Please copy the entries below word for word, from the line containing "Mark a point on each instance of the pebble beach" through the last entry, including both ends. Leave out any pictures.

* * *

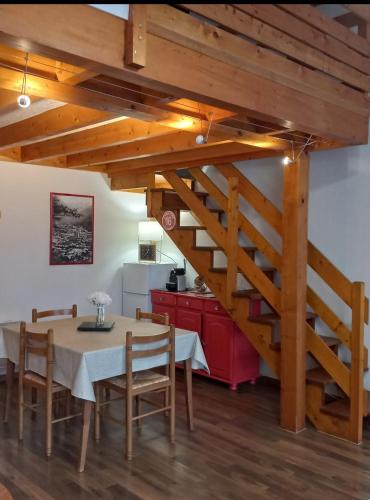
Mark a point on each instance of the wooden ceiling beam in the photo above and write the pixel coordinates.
(192, 157)
(174, 141)
(41, 87)
(106, 135)
(236, 51)
(55, 121)
(42, 30)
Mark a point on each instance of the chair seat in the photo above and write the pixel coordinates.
(36, 380)
(141, 379)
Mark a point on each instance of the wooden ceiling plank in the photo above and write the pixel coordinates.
(182, 28)
(293, 20)
(43, 30)
(362, 10)
(59, 120)
(316, 18)
(135, 46)
(176, 140)
(98, 137)
(244, 23)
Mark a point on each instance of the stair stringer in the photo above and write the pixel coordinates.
(335, 426)
(259, 335)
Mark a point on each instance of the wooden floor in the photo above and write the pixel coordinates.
(237, 451)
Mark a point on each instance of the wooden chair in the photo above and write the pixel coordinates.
(38, 344)
(10, 366)
(135, 384)
(164, 319)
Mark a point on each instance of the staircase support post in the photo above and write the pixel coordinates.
(232, 238)
(294, 285)
(357, 362)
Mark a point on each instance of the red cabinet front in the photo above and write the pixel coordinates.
(217, 343)
(162, 309)
(189, 320)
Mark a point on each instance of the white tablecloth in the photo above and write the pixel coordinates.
(82, 358)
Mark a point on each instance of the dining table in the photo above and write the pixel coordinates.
(82, 358)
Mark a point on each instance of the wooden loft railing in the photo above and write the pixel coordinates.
(348, 377)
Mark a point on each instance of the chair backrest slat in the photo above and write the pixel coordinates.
(131, 353)
(148, 353)
(54, 312)
(163, 319)
(39, 344)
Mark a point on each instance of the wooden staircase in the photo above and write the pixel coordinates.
(341, 417)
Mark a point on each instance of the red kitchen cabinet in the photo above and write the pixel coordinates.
(189, 320)
(230, 356)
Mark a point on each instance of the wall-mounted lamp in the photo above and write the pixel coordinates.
(24, 100)
(287, 161)
(150, 232)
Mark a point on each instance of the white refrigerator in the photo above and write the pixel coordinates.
(138, 280)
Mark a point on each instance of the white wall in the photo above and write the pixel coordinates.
(26, 278)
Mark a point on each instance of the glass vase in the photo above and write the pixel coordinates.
(100, 316)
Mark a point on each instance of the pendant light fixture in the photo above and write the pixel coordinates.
(23, 100)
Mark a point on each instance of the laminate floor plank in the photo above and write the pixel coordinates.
(237, 452)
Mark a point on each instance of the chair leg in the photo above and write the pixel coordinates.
(20, 410)
(172, 412)
(129, 427)
(48, 414)
(68, 404)
(98, 393)
(137, 405)
(33, 401)
(189, 393)
(9, 386)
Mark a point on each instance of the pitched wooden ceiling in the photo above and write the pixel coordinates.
(87, 118)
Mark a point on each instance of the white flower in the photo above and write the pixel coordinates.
(99, 299)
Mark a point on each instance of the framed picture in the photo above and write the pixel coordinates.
(147, 252)
(71, 229)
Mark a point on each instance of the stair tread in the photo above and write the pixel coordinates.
(341, 408)
(271, 318)
(319, 375)
(329, 341)
(265, 269)
(220, 249)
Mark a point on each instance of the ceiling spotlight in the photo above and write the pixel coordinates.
(200, 139)
(23, 101)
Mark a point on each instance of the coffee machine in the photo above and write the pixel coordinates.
(177, 280)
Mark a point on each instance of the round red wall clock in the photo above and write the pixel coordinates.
(168, 220)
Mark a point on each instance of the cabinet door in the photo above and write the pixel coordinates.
(217, 343)
(162, 309)
(189, 320)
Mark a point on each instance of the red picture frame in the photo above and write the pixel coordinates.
(71, 229)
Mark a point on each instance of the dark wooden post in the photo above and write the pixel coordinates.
(294, 284)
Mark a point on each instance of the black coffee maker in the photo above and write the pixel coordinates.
(177, 281)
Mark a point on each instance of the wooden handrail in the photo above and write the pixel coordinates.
(232, 239)
(246, 226)
(259, 202)
(357, 362)
(336, 280)
(247, 265)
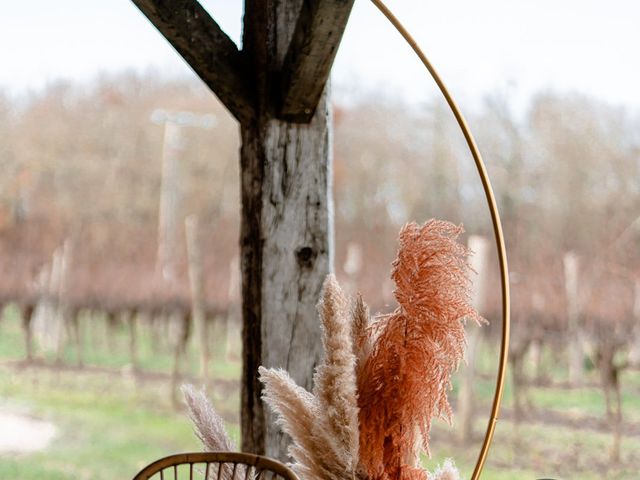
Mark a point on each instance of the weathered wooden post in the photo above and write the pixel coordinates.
(275, 87)
(574, 328)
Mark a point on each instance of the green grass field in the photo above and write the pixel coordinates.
(112, 424)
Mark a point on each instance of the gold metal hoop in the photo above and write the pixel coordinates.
(497, 231)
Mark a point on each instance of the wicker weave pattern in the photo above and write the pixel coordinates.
(216, 466)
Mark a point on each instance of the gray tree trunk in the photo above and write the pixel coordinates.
(286, 232)
(286, 254)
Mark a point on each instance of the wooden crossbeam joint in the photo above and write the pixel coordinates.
(308, 61)
(206, 48)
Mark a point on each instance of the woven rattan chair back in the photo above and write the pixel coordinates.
(216, 466)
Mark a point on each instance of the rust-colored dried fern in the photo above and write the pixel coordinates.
(404, 381)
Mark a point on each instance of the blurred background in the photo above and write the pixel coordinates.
(120, 189)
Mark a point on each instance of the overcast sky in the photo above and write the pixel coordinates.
(479, 47)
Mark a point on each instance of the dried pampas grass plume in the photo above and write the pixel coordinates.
(209, 428)
(208, 425)
(404, 382)
(324, 424)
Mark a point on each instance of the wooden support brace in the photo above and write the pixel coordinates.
(308, 61)
(206, 48)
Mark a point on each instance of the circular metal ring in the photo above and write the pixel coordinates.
(497, 231)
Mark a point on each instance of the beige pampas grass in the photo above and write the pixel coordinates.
(324, 424)
(208, 425)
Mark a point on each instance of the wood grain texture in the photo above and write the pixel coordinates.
(311, 51)
(286, 232)
(206, 48)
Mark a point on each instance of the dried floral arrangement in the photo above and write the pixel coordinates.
(383, 379)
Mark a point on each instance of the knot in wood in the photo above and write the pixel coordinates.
(306, 256)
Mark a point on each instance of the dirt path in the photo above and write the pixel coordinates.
(20, 433)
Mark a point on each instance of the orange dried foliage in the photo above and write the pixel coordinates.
(404, 381)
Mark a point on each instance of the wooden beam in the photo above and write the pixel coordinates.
(206, 48)
(310, 56)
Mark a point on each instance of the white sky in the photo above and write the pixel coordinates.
(479, 47)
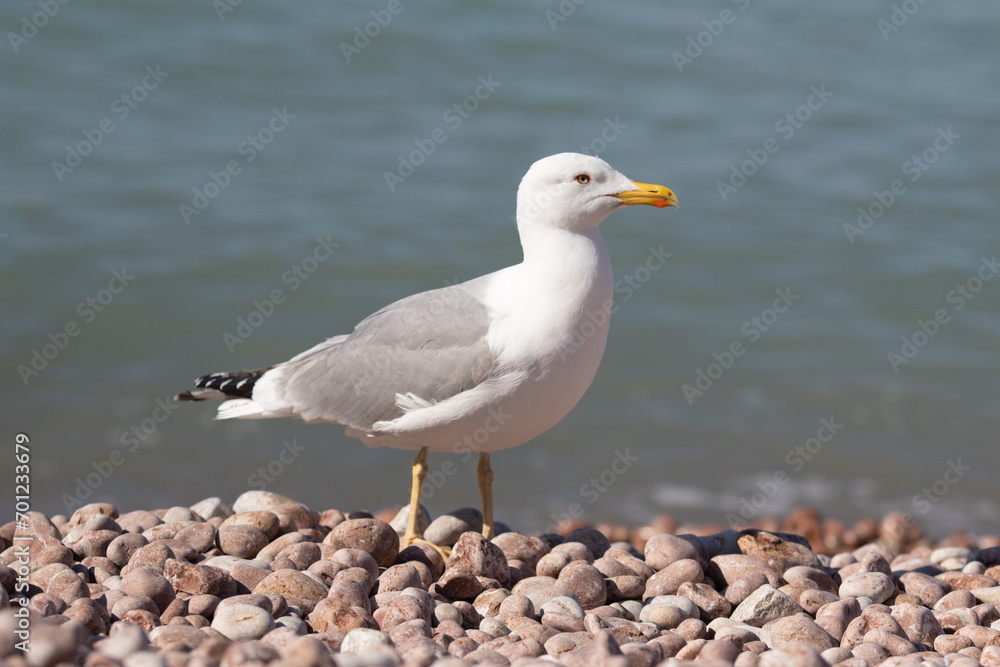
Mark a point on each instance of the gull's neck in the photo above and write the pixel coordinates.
(572, 265)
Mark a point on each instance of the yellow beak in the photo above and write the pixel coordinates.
(653, 195)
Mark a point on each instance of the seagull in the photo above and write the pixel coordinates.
(479, 366)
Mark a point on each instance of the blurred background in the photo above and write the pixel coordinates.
(171, 170)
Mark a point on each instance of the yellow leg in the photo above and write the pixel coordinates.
(485, 474)
(419, 474)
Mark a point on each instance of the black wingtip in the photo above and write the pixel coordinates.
(237, 384)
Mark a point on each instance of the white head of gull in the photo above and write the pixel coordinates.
(480, 366)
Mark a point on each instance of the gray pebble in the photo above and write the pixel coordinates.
(447, 528)
(364, 639)
(242, 622)
(563, 604)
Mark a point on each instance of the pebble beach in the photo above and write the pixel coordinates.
(269, 581)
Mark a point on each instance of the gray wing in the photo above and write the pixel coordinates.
(431, 344)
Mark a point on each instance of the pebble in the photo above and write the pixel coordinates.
(670, 578)
(480, 556)
(764, 605)
(372, 536)
(585, 582)
(297, 588)
(242, 621)
(364, 639)
(877, 586)
(663, 549)
(447, 528)
(167, 588)
(800, 629)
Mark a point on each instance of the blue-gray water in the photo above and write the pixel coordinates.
(286, 120)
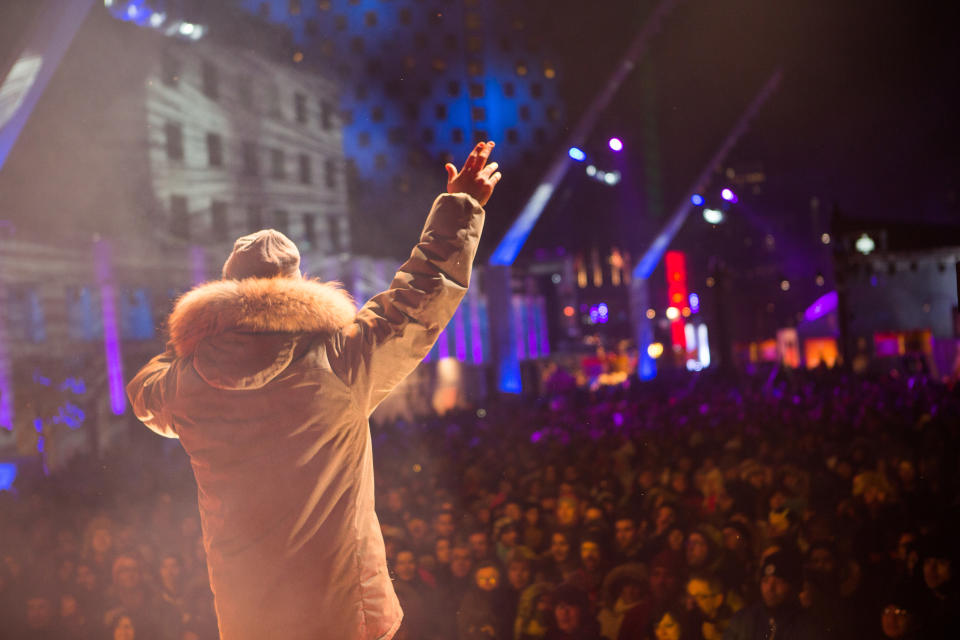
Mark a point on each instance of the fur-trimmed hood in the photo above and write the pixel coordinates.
(242, 333)
(258, 305)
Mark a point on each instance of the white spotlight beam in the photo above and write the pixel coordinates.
(654, 252)
(508, 249)
(43, 46)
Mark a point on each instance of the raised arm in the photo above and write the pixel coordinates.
(395, 330)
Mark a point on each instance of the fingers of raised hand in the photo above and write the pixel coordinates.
(485, 151)
(473, 162)
(489, 170)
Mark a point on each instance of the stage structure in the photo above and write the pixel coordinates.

* * *

Task result:
Mark a point on each instance of the pebble beach in the photo above and write the pixel coordinates.
(269, 581)
Mark a point on each instance of the gray wing in the photo above and write the pixel coordinates.
(431, 344)
Mark a point on each instance of the pebble in the photo above and write the pixel coordinates.
(670, 578)
(480, 556)
(764, 605)
(372, 536)
(585, 582)
(297, 588)
(242, 621)
(364, 639)
(877, 586)
(663, 549)
(447, 528)
(167, 588)
(800, 629)
Mark a point on each instance of the blue-gray water in the photo above and write the pixel coordinates.
(286, 120)
Mark a point on each instance of the fur-trimmed hood in the photo above and write the pixel coordinates.
(242, 333)
(258, 305)
Mark a point on each instance of the white spotlight beam in the photo above and write the pixel coordinates.
(654, 252)
(508, 249)
(43, 46)
Mark a point on each instance of the raised arm in the photo above and write the pixel coordinates.
(395, 330)
Mark a point on each instance of the fingers of raised hand in the photo above and write the pixel coordinates.
(485, 151)
(473, 162)
(489, 170)
Mark a point on each instance of the stage structure in the photo above and write the pixel coordinates.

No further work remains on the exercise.